* The problem:
Rewrite the listing below as a numbered list with one line per item, leaving out blank lines and the pictures.

— START OF Information given —

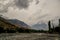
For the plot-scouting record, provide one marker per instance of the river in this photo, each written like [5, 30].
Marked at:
[29, 36]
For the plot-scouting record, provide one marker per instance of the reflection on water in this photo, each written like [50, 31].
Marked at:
[29, 36]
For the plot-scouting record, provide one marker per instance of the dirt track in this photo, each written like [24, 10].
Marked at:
[29, 36]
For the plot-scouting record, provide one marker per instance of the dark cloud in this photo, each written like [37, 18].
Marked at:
[22, 3]
[37, 1]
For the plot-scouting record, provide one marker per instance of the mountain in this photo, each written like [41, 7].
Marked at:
[18, 22]
[39, 26]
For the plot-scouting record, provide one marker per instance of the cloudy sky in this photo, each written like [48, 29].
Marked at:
[30, 11]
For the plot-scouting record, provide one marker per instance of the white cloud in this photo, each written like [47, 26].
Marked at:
[45, 10]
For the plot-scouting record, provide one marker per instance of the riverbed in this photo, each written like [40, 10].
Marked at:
[29, 36]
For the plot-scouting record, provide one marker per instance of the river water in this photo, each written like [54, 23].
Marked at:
[29, 36]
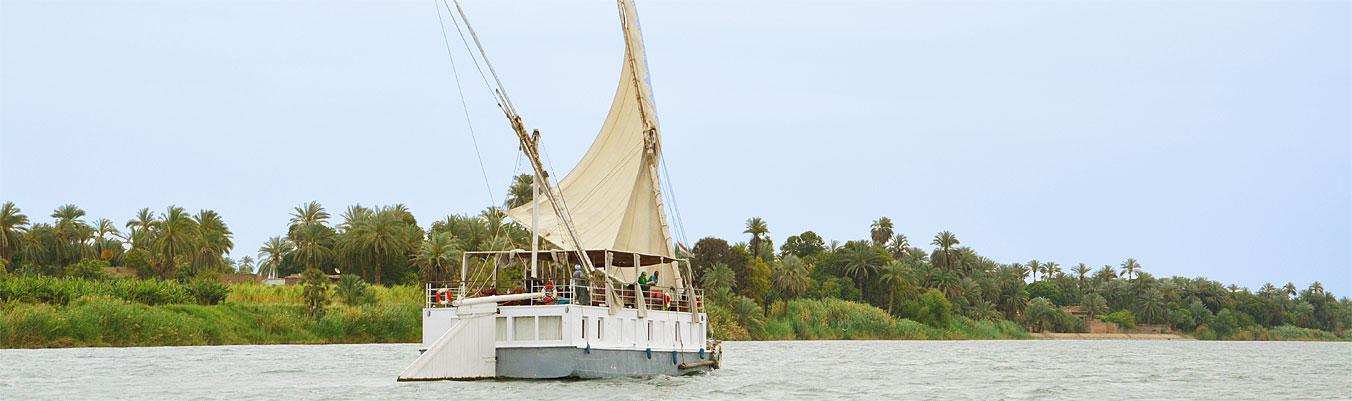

— END OF Information given —

* Complete answer:
1. For the plot-scouting record, provide one marker per instance of the river in this photo, each written like [5, 30].
2. Marked at:
3. [29, 36]
4. For the plot-scouting record, provide one marker per instance of the reflection on water in this photo, each written like [50, 31].
5. Marked at:
6. [29, 36]
7. For the plot-scouting record, provide one marker per instance of the dirt track in this photo, each written like [24, 10].
8. Marked at:
9. [29, 36]
10. For the plot-scouting record, provide one marker per instance of the dark cloud in this photo, each written like [37, 18].
11. Marked at:
12. [22, 3]
13. [37, 1]
14. For the plot-scouting record, provide one marker per instance of the mountain in this photo, each written like [41, 7].
15. Marked at:
16. [18, 22]
17. [39, 26]
18. For the plot-scouting record, provide one marker per instance of the cloudy sky in this photo, each written like [48, 29].
19. Marked at:
20. [30, 11]
21. For the plot-scouting record, provide one marker per instance of the white cloud in this photo, each written like [47, 26].
22. Marked at:
23. [45, 10]
24. For the plot-scouting record, provide one marker per instance of the riverbed in this photo, each written like [40, 10].
25. Marked at:
26. [29, 36]
27. For the plot-scouting record, provide one marker per instance of the river water in this photo, each written like [54, 23].
28. Marked at:
29. [29, 36]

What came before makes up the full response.